◆ WHAT YOU SHOULD DO
Reproduce the data below word for word, leaving out the pictures.

◆ RECORD EXCERPTS
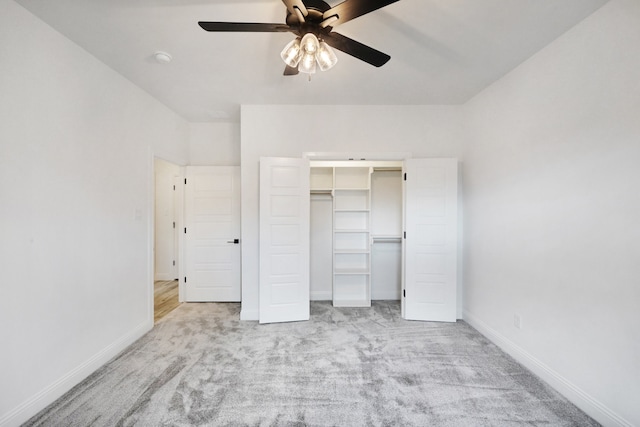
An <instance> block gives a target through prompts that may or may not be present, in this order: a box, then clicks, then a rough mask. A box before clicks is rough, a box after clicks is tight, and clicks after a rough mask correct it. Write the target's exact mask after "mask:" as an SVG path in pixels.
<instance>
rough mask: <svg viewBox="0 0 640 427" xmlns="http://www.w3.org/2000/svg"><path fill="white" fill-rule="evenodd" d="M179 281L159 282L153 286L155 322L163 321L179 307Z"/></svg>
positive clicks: (171, 280) (153, 312)
mask: <svg viewBox="0 0 640 427" xmlns="http://www.w3.org/2000/svg"><path fill="white" fill-rule="evenodd" d="M179 305H180V302H178V281H177V280H157V281H156V282H155V283H154V286H153V321H154V323H155V322H157V321H158V320H160V319H162V318H163V317H164V316H166V315H167V313H169V312H171V311H172V310H173V309H175V308H176V307H178V306H179Z"/></svg>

◆ EXERCISE RESPONSE
An <instance> block gives a target through prompts that may or may not be present, in this order: a box, then clicks, then a rough mask. A box before clicks is rough, a box after clicks is tight, and clicks after a rough mask correct it. Write the target's exact mask after "mask:" as an SVG path in pixels.
<instance>
rough mask: <svg viewBox="0 0 640 427" xmlns="http://www.w3.org/2000/svg"><path fill="white" fill-rule="evenodd" d="M179 281L159 282L153 286L155 322L163 321L179 307Z"/></svg>
positive clicks: (171, 280) (153, 312)
mask: <svg viewBox="0 0 640 427" xmlns="http://www.w3.org/2000/svg"><path fill="white" fill-rule="evenodd" d="M179 305H180V302H178V281H177V280H157V281H156V282H155V283H154V286H153V321H154V323H155V322H157V321H158V320H160V319H162V318H163V317H164V316H166V315H167V313H169V312H171V311H172V310H173V309H175V308H176V307H178V306H179Z"/></svg>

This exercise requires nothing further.